What is expected: Revise the items below by replacing every "positive clicks" with "foreground clicks" and leaving everything else unchanged.
Data for this task START
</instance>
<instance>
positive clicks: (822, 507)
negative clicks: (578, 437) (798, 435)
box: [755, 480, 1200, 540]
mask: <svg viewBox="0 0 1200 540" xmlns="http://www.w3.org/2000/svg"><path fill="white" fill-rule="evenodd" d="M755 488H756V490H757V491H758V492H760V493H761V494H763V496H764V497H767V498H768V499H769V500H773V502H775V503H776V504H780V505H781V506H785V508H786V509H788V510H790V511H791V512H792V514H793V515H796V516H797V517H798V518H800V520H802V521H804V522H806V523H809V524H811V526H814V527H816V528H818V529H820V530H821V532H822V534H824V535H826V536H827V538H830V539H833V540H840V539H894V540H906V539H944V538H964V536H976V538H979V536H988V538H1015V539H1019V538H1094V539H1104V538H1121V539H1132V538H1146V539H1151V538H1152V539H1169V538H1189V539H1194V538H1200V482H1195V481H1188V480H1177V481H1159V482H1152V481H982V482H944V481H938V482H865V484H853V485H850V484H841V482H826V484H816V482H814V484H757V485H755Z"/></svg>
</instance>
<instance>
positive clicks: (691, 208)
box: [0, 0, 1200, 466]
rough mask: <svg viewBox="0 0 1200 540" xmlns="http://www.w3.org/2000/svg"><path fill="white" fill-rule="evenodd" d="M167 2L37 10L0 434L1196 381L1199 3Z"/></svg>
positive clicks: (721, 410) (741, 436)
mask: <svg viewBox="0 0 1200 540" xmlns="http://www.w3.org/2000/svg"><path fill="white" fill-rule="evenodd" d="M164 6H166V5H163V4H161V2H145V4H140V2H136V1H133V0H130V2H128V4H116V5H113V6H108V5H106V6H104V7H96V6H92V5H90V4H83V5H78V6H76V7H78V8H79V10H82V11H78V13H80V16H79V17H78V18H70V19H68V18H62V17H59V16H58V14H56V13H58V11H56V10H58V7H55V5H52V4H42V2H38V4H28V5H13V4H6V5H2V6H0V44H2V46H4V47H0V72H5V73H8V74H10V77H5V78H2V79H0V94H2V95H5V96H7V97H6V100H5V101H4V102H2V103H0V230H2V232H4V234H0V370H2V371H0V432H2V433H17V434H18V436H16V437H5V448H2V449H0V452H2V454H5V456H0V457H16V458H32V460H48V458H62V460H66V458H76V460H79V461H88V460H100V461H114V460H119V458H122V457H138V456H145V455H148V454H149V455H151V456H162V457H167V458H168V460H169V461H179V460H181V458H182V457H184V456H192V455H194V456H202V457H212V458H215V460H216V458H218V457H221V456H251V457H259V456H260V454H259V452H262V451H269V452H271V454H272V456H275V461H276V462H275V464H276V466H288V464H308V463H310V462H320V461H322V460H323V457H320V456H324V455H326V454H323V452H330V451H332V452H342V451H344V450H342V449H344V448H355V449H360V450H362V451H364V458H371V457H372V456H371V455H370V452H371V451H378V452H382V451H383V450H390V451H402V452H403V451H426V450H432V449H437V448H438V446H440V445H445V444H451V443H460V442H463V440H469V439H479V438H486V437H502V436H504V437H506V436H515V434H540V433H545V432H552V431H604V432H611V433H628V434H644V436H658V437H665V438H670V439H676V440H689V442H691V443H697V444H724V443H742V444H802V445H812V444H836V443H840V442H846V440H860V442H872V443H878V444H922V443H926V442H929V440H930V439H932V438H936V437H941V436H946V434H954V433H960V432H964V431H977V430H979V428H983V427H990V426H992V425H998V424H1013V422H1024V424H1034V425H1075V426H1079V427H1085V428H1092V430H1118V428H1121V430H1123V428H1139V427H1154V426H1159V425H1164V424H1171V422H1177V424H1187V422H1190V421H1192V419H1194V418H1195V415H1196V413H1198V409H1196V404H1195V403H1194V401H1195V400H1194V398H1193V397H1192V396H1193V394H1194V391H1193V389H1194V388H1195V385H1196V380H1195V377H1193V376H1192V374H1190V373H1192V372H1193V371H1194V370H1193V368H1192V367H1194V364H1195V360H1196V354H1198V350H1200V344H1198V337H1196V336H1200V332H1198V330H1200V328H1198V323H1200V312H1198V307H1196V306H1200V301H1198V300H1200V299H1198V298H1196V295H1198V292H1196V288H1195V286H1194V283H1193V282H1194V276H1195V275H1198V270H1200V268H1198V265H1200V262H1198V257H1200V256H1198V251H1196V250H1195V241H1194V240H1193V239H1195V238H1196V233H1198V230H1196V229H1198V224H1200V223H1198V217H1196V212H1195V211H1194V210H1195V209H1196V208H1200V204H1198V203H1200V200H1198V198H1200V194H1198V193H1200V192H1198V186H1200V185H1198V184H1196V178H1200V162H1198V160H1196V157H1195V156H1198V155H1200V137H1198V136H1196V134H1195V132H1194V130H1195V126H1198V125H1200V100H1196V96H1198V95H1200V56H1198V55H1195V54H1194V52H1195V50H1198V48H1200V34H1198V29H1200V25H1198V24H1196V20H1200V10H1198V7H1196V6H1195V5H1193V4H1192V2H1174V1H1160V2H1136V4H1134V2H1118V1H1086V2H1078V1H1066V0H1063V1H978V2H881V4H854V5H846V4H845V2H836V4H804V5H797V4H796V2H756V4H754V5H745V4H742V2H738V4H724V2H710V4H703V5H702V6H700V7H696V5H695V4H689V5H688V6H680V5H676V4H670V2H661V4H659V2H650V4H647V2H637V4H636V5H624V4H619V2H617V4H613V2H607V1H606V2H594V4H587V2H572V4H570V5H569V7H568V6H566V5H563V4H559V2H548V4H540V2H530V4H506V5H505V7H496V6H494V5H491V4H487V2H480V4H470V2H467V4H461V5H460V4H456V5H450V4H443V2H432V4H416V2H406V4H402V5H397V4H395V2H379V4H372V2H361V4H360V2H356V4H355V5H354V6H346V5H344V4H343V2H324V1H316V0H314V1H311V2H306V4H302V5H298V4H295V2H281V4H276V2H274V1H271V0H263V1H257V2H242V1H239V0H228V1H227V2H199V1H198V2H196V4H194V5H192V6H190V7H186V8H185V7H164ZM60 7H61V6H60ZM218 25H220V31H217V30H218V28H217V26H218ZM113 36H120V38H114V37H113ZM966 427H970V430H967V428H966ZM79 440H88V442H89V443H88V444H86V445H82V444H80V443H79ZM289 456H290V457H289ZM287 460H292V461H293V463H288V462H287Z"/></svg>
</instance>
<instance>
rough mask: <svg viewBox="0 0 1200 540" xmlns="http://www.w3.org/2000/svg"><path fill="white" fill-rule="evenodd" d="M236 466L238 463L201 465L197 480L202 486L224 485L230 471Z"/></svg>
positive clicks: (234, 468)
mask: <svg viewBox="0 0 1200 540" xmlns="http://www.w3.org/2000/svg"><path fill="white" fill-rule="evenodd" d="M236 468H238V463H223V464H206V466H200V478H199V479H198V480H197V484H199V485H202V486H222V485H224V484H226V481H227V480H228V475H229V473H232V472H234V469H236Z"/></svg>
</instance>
Data for this task END
Answer to the problem:
</instance>
<instance>
foreground clicks: (822, 507)
negative clicks: (578, 437) (798, 435)
box: [755, 480, 1200, 540]
mask: <svg viewBox="0 0 1200 540" xmlns="http://www.w3.org/2000/svg"><path fill="white" fill-rule="evenodd" d="M755 488H756V490H757V491H758V492H760V493H761V494H763V496H764V497H767V498H768V499H769V500H773V502H775V503H776V504H780V505H781V506H785V508H786V509H788V510H790V511H791V512H792V514H793V515H796V516H797V517H798V518H800V520H802V521H804V522H806V523H809V524H811V526H814V527H816V528H818V529H820V530H821V532H822V534H824V535H826V536H827V538H830V539H833V540H840V539H894V540H906V539H944V538H964V536H976V538H979V536H988V538H1015V539H1019V538H1094V539H1104V538H1121V539H1132V538H1146V539H1151V538H1152V539H1169V538H1189V539H1194V538H1200V482H1195V481H1188V480H1177V481H1159V482H1152V481H982V482H944V481H938V482H865V484H853V485H850V484H841V482H826V484H816V482H814V484H757V485H755Z"/></svg>
</instance>
<instance>
foreground clicks: (691, 208)
box: [0, 0, 1200, 466]
rough mask: <svg viewBox="0 0 1200 540" xmlns="http://www.w3.org/2000/svg"><path fill="white" fill-rule="evenodd" d="M167 2L37 10L0 434L1196 381L1199 3Z"/></svg>
foreground clicks: (721, 410) (741, 436)
mask: <svg viewBox="0 0 1200 540" xmlns="http://www.w3.org/2000/svg"><path fill="white" fill-rule="evenodd" d="M164 6H166V5H163V4H161V2H145V4H140V2H136V1H133V0H130V2H128V4H116V5H113V6H108V5H106V6H104V7H96V6H92V5H90V4H83V5H78V6H76V7H78V8H79V10H82V11H78V13H80V16H79V17H78V18H70V19H68V18H62V17H59V16H58V14H56V13H58V11H56V10H58V7H55V5H52V4H42V2H38V4H28V5H13V4H6V5H2V6H0V44H2V46H4V47H0V72H5V73H8V74H10V77H5V78H2V79H0V94H2V95H5V96H7V97H6V100H5V101H4V102H2V103H0V230H2V232H4V234H0V370H2V371H0V432H2V433H17V434H18V436H16V437H5V448H2V449H0V452H2V454H5V456H0V457H16V458H32V460H48V458H62V460H66V458H76V460H79V461H88V460H100V461H114V460H119V458H122V457H138V456H145V455H148V454H149V455H151V456H162V457H167V458H168V460H169V461H179V460H181V458H182V457H184V456H192V455H194V456H202V457H212V458H215V460H216V458H218V457H221V456H251V457H259V456H260V454H259V452H262V451H269V452H271V454H272V456H275V461H276V462H275V464H276V466H288V464H308V463H310V462H320V461H322V460H323V457H320V456H324V455H326V454H323V452H330V451H332V452H342V451H344V450H342V449H344V448H355V449H360V450H362V451H364V458H371V457H372V456H371V455H370V452H371V451H378V452H382V451H383V450H390V451H402V452H403V451H426V450H432V449H437V448H438V446H440V445H445V444H451V443H460V442H463V440H469V439H479V438H486V437H502V436H504V437H506V436H515V434H540V433H545V432H552V431H604V432H611V433H628V434H644V436H658V437H665V438H670V439H676V440H689V442H691V443H697V444H724V443H742V444H802V445H812V444H836V443H840V442H846V440H860V442H872V443H878V444H922V443H926V442H929V440H930V439H932V438H936V437H941V436H946V434H954V433H960V432H964V431H977V430H979V428H983V427H990V426H992V425H998V424H1013V422H1024V424H1034V425H1075V426H1079V427H1085V428H1092V430H1118V428H1121V430H1123V428H1139V427H1154V426H1159V425H1164V424H1171V422H1177V424H1187V422H1190V421H1192V419H1194V418H1195V415H1196V413H1198V409H1196V404H1195V403H1194V401H1195V400H1194V398H1193V397H1192V396H1193V394H1194V391H1193V389H1194V388H1195V385H1196V380H1195V377H1193V376H1192V374H1190V373H1192V372H1193V371H1194V370H1193V368H1192V367H1194V364H1195V360H1196V354H1198V350H1200V344H1198V337H1196V336H1200V332H1198V330H1200V328H1198V323H1200V312H1198V307H1196V306H1200V301H1198V300H1200V299H1198V298H1196V295H1198V292H1196V288H1195V286H1194V283H1193V282H1194V276H1195V275H1198V270H1200V268H1198V265H1200V262H1198V257H1200V256H1198V251H1196V250H1195V241H1194V240H1193V239H1195V238H1196V233H1198V230H1196V229H1198V224H1200V223H1198V217H1196V212H1195V211H1194V210H1195V209H1196V208H1200V204H1198V203H1200V200H1198V198H1200V194H1198V193H1200V192H1198V186H1200V185H1198V184H1196V178H1200V162H1198V160H1196V157H1195V156H1198V155H1200V137H1198V136H1196V134H1195V132H1194V130H1195V126H1198V125H1200V100H1196V96H1198V95H1200V56H1198V55H1195V54H1194V52H1195V50H1198V48H1200V34H1198V29H1200V25H1198V24H1196V20H1200V10H1198V7H1196V6H1195V5H1193V4H1192V2H1174V1H1160V2H1136V4H1134V2H1118V1H1086V2H1078V1H1066V0H1063V1H978V2H881V4H854V5H846V4H845V2H836V4H804V5H797V4H796V2H756V4H754V5H745V4H742V2H738V4H724V2H710V4H703V5H702V6H700V7H696V5H695V4H689V5H688V6H680V5H676V4H670V2H661V4H659V2H650V4H647V2H637V4H636V5H624V4H619V2H617V4H613V2H607V1H606V2H594V4H587V2H572V4H570V5H569V7H568V6H566V5H563V4H559V2H548V4H540V2H530V4H506V5H505V7H496V6H494V5H491V4H487V2H480V4H470V2H467V4H461V5H460V4H456V5H450V4H443V2H432V4H416V2H406V4H402V5H397V4H395V2H379V4H372V2H361V4H360V2H356V4H355V5H354V6H346V5H344V4H343V2H324V1H316V0H314V1H311V2H306V4H302V5H298V4H295V2H281V4H276V2H274V1H271V0H263V1H257V2H242V1H239V0H228V1H227V2H199V1H198V2H196V4H194V5H192V6H190V7H186V8H185V7H164ZM60 7H61V6H60ZM218 25H220V31H217V30H218V28H217V26H218ZM113 36H120V38H114V37H113ZM966 427H970V430H967V428H966ZM79 440H88V442H89V443H88V444H86V445H82V444H80V443H79ZM289 456H290V457H289ZM287 460H292V461H293V463H288V462H287Z"/></svg>
</instance>
<instance>
rough mask: <svg viewBox="0 0 1200 540" xmlns="http://www.w3.org/2000/svg"><path fill="white" fill-rule="evenodd" d="M236 466L238 463L201 465L197 480L202 486L224 485L230 471Z"/></svg>
foreground clicks: (234, 468)
mask: <svg viewBox="0 0 1200 540" xmlns="http://www.w3.org/2000/svg"><path fill="white" fill-rule="evenodd" d="M236 468H238V463H223V464H206V466H200V478H199V479H198V480H197V484H199V485H202V486H222V485H224V484H226V481H227V480H228V475H229V473H232V472H234V469H236Z"/></svg>
</instance>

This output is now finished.